▸ EXTRAIT DU TEXTE:
2ème présentation et commentaire du thème "paquebot"


Cette deuxième présentation du thème paquebot a beaucoup de points communs avec la première.



Tout d'abord, l'harmonie est certes différente de la première présentation - ce qui change totalement la couleur du passage -, mais elle reste toutefois de nouveau fixe et statique, comme un horizon infini que le marin buriné observe de son regard brûlé par des années de soleil (oui, c'est pour mettre l'ambiance, un peu).

Et, de la même manière que dans la première présentation, cette harmonie se déroule en rubans répétitifs confiés aux cordes, comme des lambeaux de brumes sur les flots noirs d'un sombre océan (ça le fait, hein ?).

▸ CONSIGNE:
Reprenez tel quel, dans l'extrait sur le thème paquebot, le passage qui commence par les mots « Et, de la même » et se termine par « fait, hein ?). ».

▸ LISTE:
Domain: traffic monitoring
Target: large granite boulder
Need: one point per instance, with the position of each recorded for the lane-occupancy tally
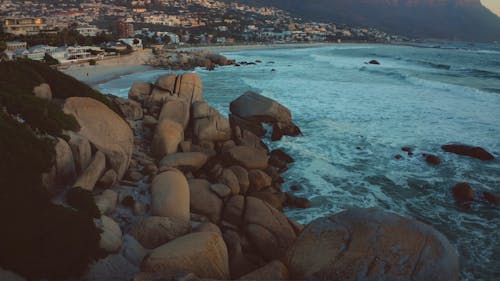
(471, 151)
(208, 123)
(255, 107)
(248, 157)
(105, 129)
(111, 268)
(274, 270)
(82, 151)
(170, 196)
(131, 109)
(153, 232)
(88, 179)
(176, 109)
(201, 253)
(267, 228)
(258, 109)
(187, 86)
(203, 200)
(190, 161)
(111, 235)
(167, 137)
(370, 244)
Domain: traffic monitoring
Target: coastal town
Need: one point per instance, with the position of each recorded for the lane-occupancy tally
(66, 32)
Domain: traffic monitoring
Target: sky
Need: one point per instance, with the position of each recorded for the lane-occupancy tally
(493, 5)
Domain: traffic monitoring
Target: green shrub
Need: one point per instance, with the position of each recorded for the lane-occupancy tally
(83, 200)
(39, 240)
(21, 76)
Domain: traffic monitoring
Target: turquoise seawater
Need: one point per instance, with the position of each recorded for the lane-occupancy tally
(355, 117)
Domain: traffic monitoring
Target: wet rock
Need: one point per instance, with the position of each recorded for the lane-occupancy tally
(248, 157)
(491, 198)
(106, 201)
(242, 176)
(221, 190)
(280, 154)
(229, 179)
(108, 179)
(373, 244)
(93, 173)
(202, 253)
(267, 228)
(471, 151)
(258, 180)
(463, 192)
(155, 231)
(274, 270)
(233, 211)
(203, 200)
(185, 161)
(270, 198)
(170, 196)
(111, 236)
(432, 159)
(167, 137)
(297, 202)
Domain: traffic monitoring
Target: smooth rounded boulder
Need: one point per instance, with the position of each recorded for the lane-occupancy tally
(248, 157)
(170, 196)
(154, 231)
(202, 253)
(203, 200)
(105, 129)
(167, 137)
(372, 244)
(258, 108)
(267, 228)
(190, 161)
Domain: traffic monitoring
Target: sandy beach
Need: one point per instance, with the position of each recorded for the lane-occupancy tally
(109, 69)
(113, 68)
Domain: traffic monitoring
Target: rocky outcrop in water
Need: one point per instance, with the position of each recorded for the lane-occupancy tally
(467, 150)
(372, 245)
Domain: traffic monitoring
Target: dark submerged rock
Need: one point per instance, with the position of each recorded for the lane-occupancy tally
(471, 151)
(370, 244)
(463, 192)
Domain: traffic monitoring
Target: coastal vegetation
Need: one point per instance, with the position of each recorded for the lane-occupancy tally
(42, 239)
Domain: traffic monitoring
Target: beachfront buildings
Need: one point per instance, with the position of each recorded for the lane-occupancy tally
(23, 25)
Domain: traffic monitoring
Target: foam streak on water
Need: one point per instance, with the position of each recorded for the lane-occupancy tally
(419, 97)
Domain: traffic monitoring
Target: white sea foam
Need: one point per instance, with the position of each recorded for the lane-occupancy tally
(342, 104)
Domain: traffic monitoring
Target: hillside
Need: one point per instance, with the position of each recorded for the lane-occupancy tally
(466, 20)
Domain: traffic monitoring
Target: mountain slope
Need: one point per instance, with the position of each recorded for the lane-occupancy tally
(444, 19)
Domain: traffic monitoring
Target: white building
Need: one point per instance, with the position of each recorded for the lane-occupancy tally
(90, 30)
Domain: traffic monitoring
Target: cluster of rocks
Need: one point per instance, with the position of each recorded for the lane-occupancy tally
(462, 192)
(187, 194)
(185, 60)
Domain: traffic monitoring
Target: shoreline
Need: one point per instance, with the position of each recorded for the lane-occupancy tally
(115, 68)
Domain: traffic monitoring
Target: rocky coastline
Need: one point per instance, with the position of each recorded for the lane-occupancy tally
(188, 60)
(183, 193)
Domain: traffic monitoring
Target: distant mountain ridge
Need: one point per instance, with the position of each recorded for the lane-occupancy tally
(466, 20)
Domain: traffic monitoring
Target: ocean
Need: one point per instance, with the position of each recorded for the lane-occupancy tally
(356, 117)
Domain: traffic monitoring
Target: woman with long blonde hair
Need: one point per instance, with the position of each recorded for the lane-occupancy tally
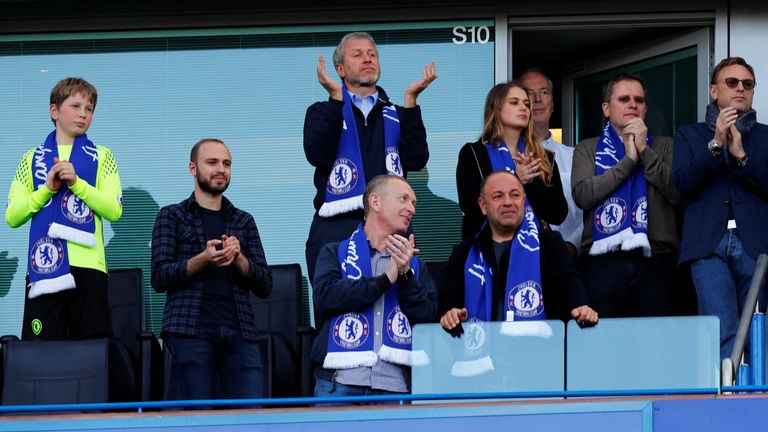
(508, 130)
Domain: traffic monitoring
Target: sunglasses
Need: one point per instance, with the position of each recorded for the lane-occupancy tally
(748, 84)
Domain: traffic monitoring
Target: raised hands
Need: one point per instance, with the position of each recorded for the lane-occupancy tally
(726, 133)
(63, 172)
(329, 84)
(428, 75)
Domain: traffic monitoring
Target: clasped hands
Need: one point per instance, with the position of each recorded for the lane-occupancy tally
(63, 172)
(726, 133)
(635, 135)
(224, 256)
(401, 250)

▸ RÉSULTAT DE L'EXERCICE:
Et, de la même manière que dans la première présentation, cette harmonie se déroule en rubans répétitifs confiés aux cordes, comme des lambeaux de brumes sur les flots noirs d'un sombre océan (ça le fait, hein ?).